[Begin DATASET RECORDS]
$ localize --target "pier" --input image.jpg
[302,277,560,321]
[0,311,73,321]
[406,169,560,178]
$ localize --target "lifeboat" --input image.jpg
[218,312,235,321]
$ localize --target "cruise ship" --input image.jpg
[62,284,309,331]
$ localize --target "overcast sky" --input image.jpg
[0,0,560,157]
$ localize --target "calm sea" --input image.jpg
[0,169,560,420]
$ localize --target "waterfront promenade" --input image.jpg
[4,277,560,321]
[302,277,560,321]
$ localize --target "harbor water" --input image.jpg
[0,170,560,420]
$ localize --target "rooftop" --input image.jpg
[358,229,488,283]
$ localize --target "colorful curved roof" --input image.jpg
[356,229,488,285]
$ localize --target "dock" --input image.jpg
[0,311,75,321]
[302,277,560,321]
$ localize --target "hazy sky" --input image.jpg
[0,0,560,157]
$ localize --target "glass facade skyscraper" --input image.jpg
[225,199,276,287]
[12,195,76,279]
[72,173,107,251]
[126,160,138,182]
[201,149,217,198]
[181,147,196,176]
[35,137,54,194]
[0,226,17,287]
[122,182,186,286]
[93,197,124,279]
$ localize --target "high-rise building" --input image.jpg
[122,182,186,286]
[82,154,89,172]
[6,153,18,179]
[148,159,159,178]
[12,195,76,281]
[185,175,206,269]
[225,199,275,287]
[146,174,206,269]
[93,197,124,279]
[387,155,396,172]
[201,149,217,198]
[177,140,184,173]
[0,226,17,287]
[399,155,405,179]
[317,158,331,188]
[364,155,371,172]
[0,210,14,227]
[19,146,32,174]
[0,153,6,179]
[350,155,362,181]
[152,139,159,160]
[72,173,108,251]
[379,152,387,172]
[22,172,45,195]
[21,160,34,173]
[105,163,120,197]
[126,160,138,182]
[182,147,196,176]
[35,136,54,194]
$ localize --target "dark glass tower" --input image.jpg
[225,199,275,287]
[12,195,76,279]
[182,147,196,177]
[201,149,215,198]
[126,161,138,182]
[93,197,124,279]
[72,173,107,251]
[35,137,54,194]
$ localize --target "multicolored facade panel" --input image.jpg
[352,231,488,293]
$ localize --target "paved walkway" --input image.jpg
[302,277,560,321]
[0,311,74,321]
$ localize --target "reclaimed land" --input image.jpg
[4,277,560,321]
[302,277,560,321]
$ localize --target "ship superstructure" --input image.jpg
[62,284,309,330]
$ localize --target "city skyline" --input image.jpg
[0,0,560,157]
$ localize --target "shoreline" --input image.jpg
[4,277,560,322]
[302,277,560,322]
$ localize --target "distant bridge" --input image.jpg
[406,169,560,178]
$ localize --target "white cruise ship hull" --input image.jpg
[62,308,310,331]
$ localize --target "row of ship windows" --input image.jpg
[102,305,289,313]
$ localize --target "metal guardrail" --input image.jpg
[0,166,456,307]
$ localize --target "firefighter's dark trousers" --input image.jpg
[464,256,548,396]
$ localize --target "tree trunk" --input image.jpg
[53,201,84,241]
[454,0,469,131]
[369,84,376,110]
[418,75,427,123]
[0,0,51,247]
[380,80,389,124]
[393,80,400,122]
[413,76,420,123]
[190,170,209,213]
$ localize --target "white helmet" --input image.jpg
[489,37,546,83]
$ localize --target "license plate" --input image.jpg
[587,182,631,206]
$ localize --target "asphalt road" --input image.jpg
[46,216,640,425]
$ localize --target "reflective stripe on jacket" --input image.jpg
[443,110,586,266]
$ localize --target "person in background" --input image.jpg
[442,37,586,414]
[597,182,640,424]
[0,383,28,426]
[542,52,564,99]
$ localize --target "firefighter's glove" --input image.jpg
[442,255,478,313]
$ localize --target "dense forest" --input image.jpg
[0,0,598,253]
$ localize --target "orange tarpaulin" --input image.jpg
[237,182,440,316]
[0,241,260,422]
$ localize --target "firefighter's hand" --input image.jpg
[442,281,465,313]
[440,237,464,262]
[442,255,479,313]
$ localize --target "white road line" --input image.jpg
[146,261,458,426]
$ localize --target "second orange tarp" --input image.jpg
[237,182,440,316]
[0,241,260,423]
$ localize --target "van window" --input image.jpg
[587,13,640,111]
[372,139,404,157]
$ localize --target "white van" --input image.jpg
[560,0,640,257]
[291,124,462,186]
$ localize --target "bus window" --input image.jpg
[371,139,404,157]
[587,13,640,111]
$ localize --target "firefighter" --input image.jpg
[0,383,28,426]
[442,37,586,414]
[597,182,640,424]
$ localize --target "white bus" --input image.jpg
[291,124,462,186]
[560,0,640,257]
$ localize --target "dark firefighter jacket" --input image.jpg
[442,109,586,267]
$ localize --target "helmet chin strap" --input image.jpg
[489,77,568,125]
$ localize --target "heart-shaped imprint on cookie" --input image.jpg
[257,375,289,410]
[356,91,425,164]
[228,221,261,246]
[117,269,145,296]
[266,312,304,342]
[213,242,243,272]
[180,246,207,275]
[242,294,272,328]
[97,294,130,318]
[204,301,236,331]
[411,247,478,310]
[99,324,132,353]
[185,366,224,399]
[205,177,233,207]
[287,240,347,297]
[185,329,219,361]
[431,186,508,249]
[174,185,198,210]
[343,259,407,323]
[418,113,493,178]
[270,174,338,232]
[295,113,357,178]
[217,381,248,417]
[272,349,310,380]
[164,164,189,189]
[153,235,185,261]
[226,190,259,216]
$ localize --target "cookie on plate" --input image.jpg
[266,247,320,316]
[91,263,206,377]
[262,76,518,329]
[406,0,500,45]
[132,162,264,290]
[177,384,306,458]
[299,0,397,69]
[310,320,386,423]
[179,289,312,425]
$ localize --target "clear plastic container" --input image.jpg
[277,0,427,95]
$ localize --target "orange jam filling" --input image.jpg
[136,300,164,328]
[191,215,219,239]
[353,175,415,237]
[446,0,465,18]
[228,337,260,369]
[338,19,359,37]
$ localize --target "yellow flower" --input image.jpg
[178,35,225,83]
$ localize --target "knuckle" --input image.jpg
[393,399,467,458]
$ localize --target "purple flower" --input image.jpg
[End DATASET RECORDS]
◆ PROBLEM TO SOLVE: Convert every line of the material above into a Markdown table with the columns Row and Material line, skipping any blank lines.

◆ EXERCISE SOLUTION:
| Row | Material line |
|---|---|
| 1 | $ localize --target "pier" --input image.jpg |
| 2 | [302,277,560,321] |
| 3 | [0,311,73,321] |
| 4 | [406,169,560,178] |
| 5 | $ localize --target "lifeboat" --input image.jpg |
| 6 | [218,312,235,321] |
| 7 | $ localize --target "cruise ship" --input image.jpg |
| 8 | [62,284,309,331] |
| 9 | $ localize --target "overcast sky" --input image.jpg |
| 10 | [0,0,560,157] |
| 11 | $ localize --target "calm sea" --input image.jpg |
| 12 | [0,169,560,420] |
| 13 | $ localize --target "waterfront promenade" --input image.jpg |
| 14 | [4,277,560,321] |
| 15 | [302,277,560,321] |
| 16 | $ localize --target "harbor water" --input image.jpg |
| 17 | [0,170,560,420] |
| 18 | $ localize --target "rooftop" --input image.jpg |
| 19 | [358,229,488,283] |
| 20 | $ localize --target "colorful curved roof" --input image.jpg |
| 21 | [356,229,488,285] |
| 22 | $ localize --target "dock" --input image.jpg |
| 23 | [0,311,75,321] |
| 24 | [302,277,560,321] |
| 25 | $ localize --target "hazy sky" --input image.jpg |
| 26 | [0,0,560,157] |
| 27 | $ localize --target "glass facade skyscraper" --input image.jpg |
| 28 | [225,199,276,287] |
| 29 | [12,195,76,279] |
| 30 | [72,173,107,251] |
| 31 | [126,160,138,182] |
| 32 | [201,149,217,198] |
| 33 | [181,147,196,176] |
| 34 | [35,137,54,194] |
| 35 | [0,226,17,287] |
| 36 | [122,182,186,286] |
| 37 | [93,197,124,279] |
| 38 | $ localize --target "high-rise building" --input image.jpg |
| 39 | [122,182,186,286] |
| 40 | [82,154,89,172] |
| 41 | [6,153,18,179] |
| 42 | [148,159,159,178] |
| 43 | [12,195,76,281] |
| 44 | [185,175,206,269] |
| 45 | [225,199,275,287] |
| 46 | [146,174,206,269] |
| 47 | [93,197,124,279] |
| 48 | [387,155,396,172] |
| 49 | [201,149,217,198] |
| 50 | [177,140,184,173] |
| 51 | [0,226,17,287] |
| 52 | [399,155,405,179] |
| 53 | [317,158,331,188] |
| 54 | [364,155,371,172] |
| 55 | [0,210,14,227] |
| 56 | [19,146,32,174] |
| 57 | [0,153,6,179] |
| 58 | [350,155,362,181] |
| 59 | [152,139,159,160] |
| 60 | [72,173,108,251] |
| 61 | [379,152,387,172] |
| 62 | [22,172,45,195] |
| 63 | [21,160,34,173] |
| 64 | [105,163,120,197] |
| 65 | [126,160,138,182] |
| 66 | [182,147,196,176] |
| 67 | [35,136,54,194] |
| 68 | $ localize --target "dark glass tower" --input image.jpg |
| 69 | [225,199,275,287] |
| 70 | [12,195,76,279] |
| 71 | [182,147,196,177] |
| 72 | [201,149,215,198] |
| 73 | [126,161,138,182] |
| 74 | [93,197,124,279] |
| 75 | [72,173,107,251] |
| 76 | [35,137,54,194] |
| 77 | $ localize --target "multicolored facade panel" --input image.jpg |
| 78 | [352,231,488,293] |
| 79 | $ localize --target "paved walkway" --input image.jpg |
| 80 | [302,277,560,321] |
| 81 | [0,311,74,321] |
| 82 | $ localize --target "reclaimed land" --input image.jpg |
| 83 | [4,277,560,321] |
| 84 | [302,277,560,321] |
| 85 | $ localize --target "ship superstructure" --input image.jpg |
| 86 | [62,284,309,330] |
| 87 | $ localize --target "city skyline" --input image.jpg |
| 88 | [0,0,560,157] |
| 89 | $ localize --target "shoreline" --input image.jpg |
| 90 | [4,277,560,322] |
| 91 | [302,277,560,322] |
| 92 | $ localize --target "distant bridge" --input image.jpg |
| 93 | [406,169,560,178] |
| 94 | $ localize --target "white cruise ship hull" --input image.jpg |
| 95 | [62,308,310,331] |
| 96 | $ localize --target "row of ship windows" --input image.jpg |
| 97 | [102,305,289,313] |
| 98 | $ localize --target "metal guardrail" --input image.jpg |
| 99 | [0,166,456,307] |
| 100 | $ localize --target "firefighter's dark trousers" --input image.jpg |
| 101 | [464,256,548,396] |
| 102 | $ localize --target "tree trunk" --input image.jpg |
| 103 | [53,201,84,241] |
| 104 | [454,0,469,131] |
| 105 | [369,84,376,110] |
| 106 | [418,75,427,123] |
| 107 | [0,0,51,247] |
| 108 | [380,80,389,124] |
| 109 | [393,80,400,122] |
| 110 | [413,76,420,123] |
| 111 | [190,170,209,213] |
| 112 | $ localize --target "white helmet" --input image.jpg |
| 113 | [489,37,546,83] |
| 114 | $ localize --target "license plate" --input image.jpg |
| 115 | [587,182,631,206] |
| 116 | $ localize --target "asphalt road" --input image.jpg |
| 117 | [46,216,640,425] |
| 118 | $ localize --target "reflective stripe on jacket" --input image.jpg |
| 119 | [443,110,586,266] |
| 120 | $ localize --target "person in background" --input image.jpg |
| 121 | [442,37,586,414] |
| 122 | [597,182,640,424] |
| 123 | [0,383,28,426] |
| 124 | [542,52,564,99] |
| 125 | $ localize --target "firefighter's glove" --input image.jpg |
| 126 | [442,255,478,313] |
| 127 | $ localize --target "dense forest" --input image.jpg |
| 128 | [0,0,598,253] |
| 129 | $ localize --target "orange tarpaulin" --input image.jpg |
| 130 | [237,182,440,316] |
| 131 | [0,241,260,422] |
| 132 | $ localize --target "firefighter's hand" --input image.jpg |
| 133 | [442,281,465,313] |
| 134 | [440,237,464,262] |
| 135 | [442,255,479,313] |
| 136 | $ localize --target "white road line" --input image.jpg |
| 137 | [146,261,458,426] |
| 138 | $ localize --target "second orange tarp" --input image.jpg |
| 139 | [237,182,440,316] |
| 140 | [0,241,260,423] |
| 141 | $ localize --target "van window" --input image.jpg |
| 142 | [587,13,640,111] |
| 143 | [372,139,404,157] |
| 144 | $ localize --target "white van" --input image.jpg |
| 145 | [560,0,640,257] |
| 146 | [291,124,462,186] |
| 147 | $ localize --target "bus window" --input image.jpg |
| 148 | [371,139,404,157] |
| 149 | [587,13,640,111] |
| 150 | $ localize --target "firefighter" --input image.jpg |
| 151 | [0,383,28,426] |
| 152 | [442,37,586,414] |
| 153 | [597,182,640,424] |
| 154 | $ localize --target "white bus" --input image.jpg |
| 155 | [291,124,462,186] |
| 156 | [560,0,640,257] |
| 157 | $ localize --target "dark firefighter jacket" --input image.jpg |
| 158 | [442,109,586,267] |
| 159 | $ localize --target "helmet chin strap" --input image.jpg |
| 160 | [489,77,568,125] |
| 161 | $ localize --target "heart-shaped imprint on cookie" --input image.jpg |
| 162 | [257,375,289,410] |
| 163 | [356,91,425,164] |
| 164 | [228,221,261,246] |
| 165 | [117,269,145,296] |
| 166 | [266,312,304,342] |
| 167 | [213,242,243,272] |
| 168 | [180,246,207,275] |
| 169 | [242,294,272,328] |
| 170 | [97,294,130,318] |
| 171 | [204,301,236,331] |
| 172 | [411,247,478,310] |
| 173 | [99,324,132,353] |
| 174 | [185,366,224,399] |
| 175 | [205,177,233,207] |
| 176 | [287,240,347,297] |
| 177 | [185,329,219,361] |
| 178 | [431,186,508,249] |
| 179 | [174,185,198,210] |
| 180 | [343,259,407,323] |
| 181 | [418,113,493,178] |
| 182 | [270,174,338,232] |
| 183 | [295,113,357,178] |
| 184 | [217,381,248,417] |
| 185 | [272,349,310,380] |
| 186 | [164,164,189,189] |
| 187 | [153,235,185,261] |
| 188 | [226,190,259,216] |
| 189 | $ localize --target "cookie on plate" --input image.jpg |
| 190 | [266,247,320,316] |
| 191 | [91,263,206,377] |
| 192 | [262,76,518,329] |
| 193 | [406,0,500,45] |
| 194 | [132,162,264,290] |
| 195 | [177,384,306,458] |
| 196 | [299,0,397,69] |
| 197 | [310,320,386,423] |
| 198 | [179,289,312,425] |
| 199 | $ localize --target "clear plastic container" --input image.jpg |
| 200 | [277,0,427,95] |
| 201 | $ localize --target "orange jam filling" --input image.jpg |
| 202 | [136,300,164,328] |
| 203 | [191,215,219,239] |
| 204 | [353,175,415,237] |
| 205 | [446,0,465,18] |
| 206 | [228,337,260,369] |
| 207 | [338,19,359,37] |
| 208 | $ localize --target "yellow flower" --input image.jpg |
| 209 | [178,35,225,83] |
| 210 | $ localize --target "knuckle" --input image.jpg |
| 211 | [393,399,467,458] |
| 212 | $ localize --target "purple flower" --input image.jpg |